TRECHO DO TEXTO:
□ □ □ □
Por FRANCISCO DE OLIVEIRA BARROS JÚNIOR*
A canção que desvela a tristeza por trás das luzes natalinas serve de contraponto à festa mercantilizada, lembrando que a felicidade não é um brinquedo ao alcance de todos
1.
E o mundo não se acabou, canção de Assis Valente (1911-1958), é o título do samba choro lançado em 1938, na voz de Carmen Miranda. Em 2025, na vida a crédito, para consumo, Papai Noel esteve à nossa espera, no shopping center mais próximo. Os natais seguem luminosos e mercantilizados. O “bom velhinho” faturou com os clicks fotográficos. Sem sisudez, observei a apoteose do consumismo nosso de cada dia. “Compro, logo sou”. Décimo terceiro salário: para que te quero?
O discurso sagrado, emitido pelo padre, diz: “o Natal é, antes de tudo, aniversário de Jesus menino”. Da manjedoura ou estrebaria evangélica, simples, pobre, periférica, o mercado capitalista desloca o protagonismo para os novos santuários e catedrais consumistas, simbolizadas pelos shoppings centers.
Nestes, impera a farra dos presentes de Papai Noel com vistosas e luzentes decorações, coloridas de símbolos puxados pelos trenós e renas eurocêntricas, em uma temperatura de 40 graus. Outro barbudo, o senhor Karl Marx, já previa as atuais dessacralizações promovidas pelos tentáculos mercadológicos frios, calculistas, quantitativos, sem coração. Sem mais gastos verbais, vou ligar o meu aparelho de som.
□ □ □ □
O QUE FAZER:
Reproduza, sem nenhuma alteração, o trecho do texto sobre o Natal mercantilizado que se inicia com as palavras "E o mundo não" e se encerra com "que te quero?".

MATERIAL:
□ □ □ □
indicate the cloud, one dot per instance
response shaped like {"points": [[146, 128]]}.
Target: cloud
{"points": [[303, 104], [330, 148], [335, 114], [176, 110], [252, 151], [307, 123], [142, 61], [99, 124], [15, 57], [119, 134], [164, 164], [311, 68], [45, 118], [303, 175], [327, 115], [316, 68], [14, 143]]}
□ □ □ □
RESPOSTA DO EXERCÍCIO:
E o mundo não se acabou, canção de Assis Valente (1911-1958), é o título do samba choro lançado em 1938, na voz de Carmen Miranda. Em 2025, na vida a crédito, para consumo, Papai Noel esteve à nossa espera, no shopping center mais próximo. Os natais seguem luminosos e mercantilizados. O “bom velhinho” faturou com os clicks fotográficos. Sem sisudez, observei a apoteose do consumismo nosso de cada dia. “Compro, logo sou”. Décimo terceiro salário: para que te quero?